**Written exercise:** List each line of the listing below that contains the word "building", treating uppercase and lowercase letters as distinct.

**The input:**
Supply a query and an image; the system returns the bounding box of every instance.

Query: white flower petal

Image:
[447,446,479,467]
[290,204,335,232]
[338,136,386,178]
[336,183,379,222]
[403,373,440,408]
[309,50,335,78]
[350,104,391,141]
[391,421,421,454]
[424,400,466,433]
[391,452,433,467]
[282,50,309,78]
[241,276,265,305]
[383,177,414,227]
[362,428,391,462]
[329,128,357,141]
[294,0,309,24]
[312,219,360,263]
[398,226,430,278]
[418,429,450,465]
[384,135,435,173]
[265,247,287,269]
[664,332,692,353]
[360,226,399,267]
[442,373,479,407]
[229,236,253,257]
---
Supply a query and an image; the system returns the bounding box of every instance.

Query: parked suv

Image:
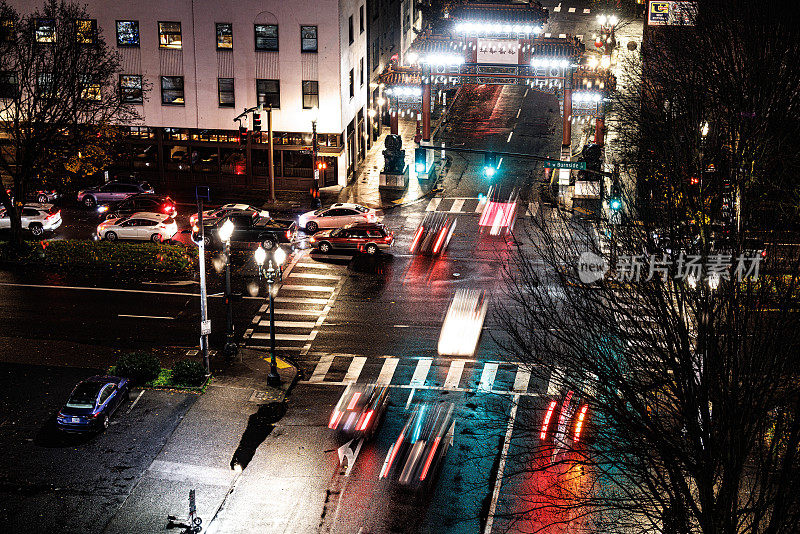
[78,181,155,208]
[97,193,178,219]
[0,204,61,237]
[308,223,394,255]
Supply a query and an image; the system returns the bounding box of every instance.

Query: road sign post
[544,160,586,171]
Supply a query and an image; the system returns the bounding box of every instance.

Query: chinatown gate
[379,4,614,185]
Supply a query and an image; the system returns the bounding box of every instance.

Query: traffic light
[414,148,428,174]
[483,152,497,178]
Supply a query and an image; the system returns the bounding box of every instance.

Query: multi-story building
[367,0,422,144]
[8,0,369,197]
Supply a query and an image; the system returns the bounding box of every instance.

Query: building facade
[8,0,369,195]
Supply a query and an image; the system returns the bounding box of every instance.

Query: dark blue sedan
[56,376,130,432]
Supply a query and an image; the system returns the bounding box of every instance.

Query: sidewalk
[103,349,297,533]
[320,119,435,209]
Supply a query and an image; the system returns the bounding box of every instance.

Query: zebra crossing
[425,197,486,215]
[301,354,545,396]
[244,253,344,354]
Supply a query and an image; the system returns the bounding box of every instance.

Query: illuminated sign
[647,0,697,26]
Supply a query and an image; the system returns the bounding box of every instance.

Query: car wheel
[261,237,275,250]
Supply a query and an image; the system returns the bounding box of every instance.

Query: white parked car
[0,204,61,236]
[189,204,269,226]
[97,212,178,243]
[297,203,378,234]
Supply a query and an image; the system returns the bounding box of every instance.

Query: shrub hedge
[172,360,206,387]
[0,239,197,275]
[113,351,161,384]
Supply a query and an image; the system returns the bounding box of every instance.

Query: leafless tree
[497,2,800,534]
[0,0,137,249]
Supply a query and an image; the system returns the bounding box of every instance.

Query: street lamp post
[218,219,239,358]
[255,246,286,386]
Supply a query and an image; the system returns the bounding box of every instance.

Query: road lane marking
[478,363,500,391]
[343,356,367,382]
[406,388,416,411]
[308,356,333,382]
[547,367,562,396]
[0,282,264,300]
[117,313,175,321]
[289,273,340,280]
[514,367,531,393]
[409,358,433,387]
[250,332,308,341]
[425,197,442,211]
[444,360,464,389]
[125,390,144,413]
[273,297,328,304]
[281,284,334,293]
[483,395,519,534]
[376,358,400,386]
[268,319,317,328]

**Final answer:**
Query: multi-story building
Query: building facade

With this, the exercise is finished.